— start Text —

That Sunday night, I had to push myself to go to church, to listen to the still small voice of should in order to get dressed and leave the house. I went mostly because I knew that being there would beat the alternative, the guilt of not having gone. Going to church that night was “an exercise in spiritual discipline” – to use the acceptable language of contemporary piety. Sometimes in the chambers of my dark soul, church-going simply relieves guilt. I know that’s bad. I don’t need a lecture – I came from the factory with a humming Calvinist conscience.
By the time I left the driveway, I was late. The bank clock in town said two minutes to, and I was five minutes away – and church in rural Iowa operates on time. When I pulled up, I figured I’d be last and just grab a seat somewhere in the back where no one would see me anyway – don’t make yourself a distraction, that kind of thing.
On the way in, I met a couple, also late, a couple we’d just been talking about at dinner, when my daughter and father-in-law mentioned a terrible accident not all that far from where we live–a fatal crash that had taken the life of a local man, a husband, and a father to four sons.
“We were just talking about you,” I told that couple as we hustled up to the front door of church, the organ already playing. “Were you related to the man who was killed last week?”

— end Text —

Problem set:
**A.** In the church-night text, what descriptions are given of the man killed in the crash? List each one.
**B.** Pick up the church-night story right after its last sentence and carry it forward.

— start Stored records —

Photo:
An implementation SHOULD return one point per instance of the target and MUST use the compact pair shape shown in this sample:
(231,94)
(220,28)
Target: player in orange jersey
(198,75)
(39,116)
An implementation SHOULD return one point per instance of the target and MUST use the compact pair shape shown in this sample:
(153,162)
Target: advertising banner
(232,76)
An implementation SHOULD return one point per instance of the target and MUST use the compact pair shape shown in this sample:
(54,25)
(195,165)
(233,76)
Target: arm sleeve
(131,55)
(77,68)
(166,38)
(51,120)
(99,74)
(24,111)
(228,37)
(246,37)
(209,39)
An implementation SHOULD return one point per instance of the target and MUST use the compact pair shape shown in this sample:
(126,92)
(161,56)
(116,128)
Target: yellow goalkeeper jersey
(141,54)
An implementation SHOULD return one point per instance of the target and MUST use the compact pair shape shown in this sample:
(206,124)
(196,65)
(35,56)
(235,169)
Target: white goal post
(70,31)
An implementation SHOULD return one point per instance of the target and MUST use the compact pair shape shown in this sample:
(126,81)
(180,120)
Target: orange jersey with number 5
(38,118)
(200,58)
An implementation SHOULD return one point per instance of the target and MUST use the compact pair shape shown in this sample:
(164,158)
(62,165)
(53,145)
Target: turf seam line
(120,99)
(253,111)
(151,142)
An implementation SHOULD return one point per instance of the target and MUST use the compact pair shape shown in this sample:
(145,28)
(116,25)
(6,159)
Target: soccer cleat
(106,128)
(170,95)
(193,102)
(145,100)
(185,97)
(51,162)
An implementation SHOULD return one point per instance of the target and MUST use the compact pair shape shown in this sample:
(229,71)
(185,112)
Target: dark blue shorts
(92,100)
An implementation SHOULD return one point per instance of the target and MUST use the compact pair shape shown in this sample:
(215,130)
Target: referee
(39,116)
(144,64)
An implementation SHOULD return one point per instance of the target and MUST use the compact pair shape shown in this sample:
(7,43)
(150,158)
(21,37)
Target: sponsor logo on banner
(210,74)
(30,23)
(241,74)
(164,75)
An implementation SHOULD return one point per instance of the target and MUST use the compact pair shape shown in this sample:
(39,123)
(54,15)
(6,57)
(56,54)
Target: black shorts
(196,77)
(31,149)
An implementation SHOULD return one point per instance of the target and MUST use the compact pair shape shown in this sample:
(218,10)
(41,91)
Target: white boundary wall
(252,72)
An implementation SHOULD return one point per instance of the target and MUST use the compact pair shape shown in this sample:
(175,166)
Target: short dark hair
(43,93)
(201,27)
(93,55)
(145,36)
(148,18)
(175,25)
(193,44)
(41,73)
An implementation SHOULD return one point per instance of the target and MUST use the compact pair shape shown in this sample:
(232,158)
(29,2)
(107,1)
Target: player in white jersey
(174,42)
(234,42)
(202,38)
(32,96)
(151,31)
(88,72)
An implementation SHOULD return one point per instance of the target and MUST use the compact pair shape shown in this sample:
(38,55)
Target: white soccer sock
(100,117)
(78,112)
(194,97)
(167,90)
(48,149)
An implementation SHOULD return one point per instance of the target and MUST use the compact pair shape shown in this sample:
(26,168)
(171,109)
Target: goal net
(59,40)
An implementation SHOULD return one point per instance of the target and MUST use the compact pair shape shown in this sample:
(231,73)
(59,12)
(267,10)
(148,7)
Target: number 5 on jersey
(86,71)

— end Stored records —

Outputs by task:
**A.**
- a local man
- a husband
- a father to four sons

**B.**
“My brother,” he said. That’s all, and then he stopped and looked at me with the emptied eyes of someone who’s not so much lost as dizzy. He’s a good man, a strong man, a square-shouldered, broad-chested Iowa farmer; and right there on the sidewalk outside of church he held out his hand for me to shake, but also, I think, simply to hold.
And why wouldn’t he? His brother left last week early Tuesday morning in the twinkling of an eye. The man needed to be touched, needed to be held – we all do – because that brother of his had been there Monday night, like always, and then simply was gone, just like that. Gone. And not coming back.
We ended up sitting in the same pew, the three of us, and having them beside me changed everything about worship because it was impossible not to hear what I heard, to sing what I sang, to experience what I experienced through the eyes and ears and mind and heart of a man who’d just that week lost a brother.
One of the first hymns, chosen by a teenager in an old-fashioned hymn sing, was the prayer of St. Francis – “Make me a channel of your peace.”
I’d been reading a biography of St. Francis, because he and his life and devotion meant so very much to Mother Teresa, who I’d also been thinking and writing about – two storied Roman Catholic mystics, a man and woman who, by their profession, actually spoke with God.
It’s hard to imagine worlds more distanced – a retired English prof and a grieving farm family on the emerald edge of the Great Plains worshiping in a tightly-bound Calvinist church peopled almost exclusively by Dutch-Americans; an Albanian oath-bound “religious” who gave her life away on the streets of Calcutta, and a goofy, holy fool friar and preacher from 13th century Italy; all of us singing and praying the same words. It was, at least for me, a joyously ecumenical moment.
Mother Teresa was a saint. If I were Catholic, I’d use the present tense, because she is.
To Roman Catholics, she’s become one officially, after passing a rigorous investigation that includes her having to have performed documented miracles.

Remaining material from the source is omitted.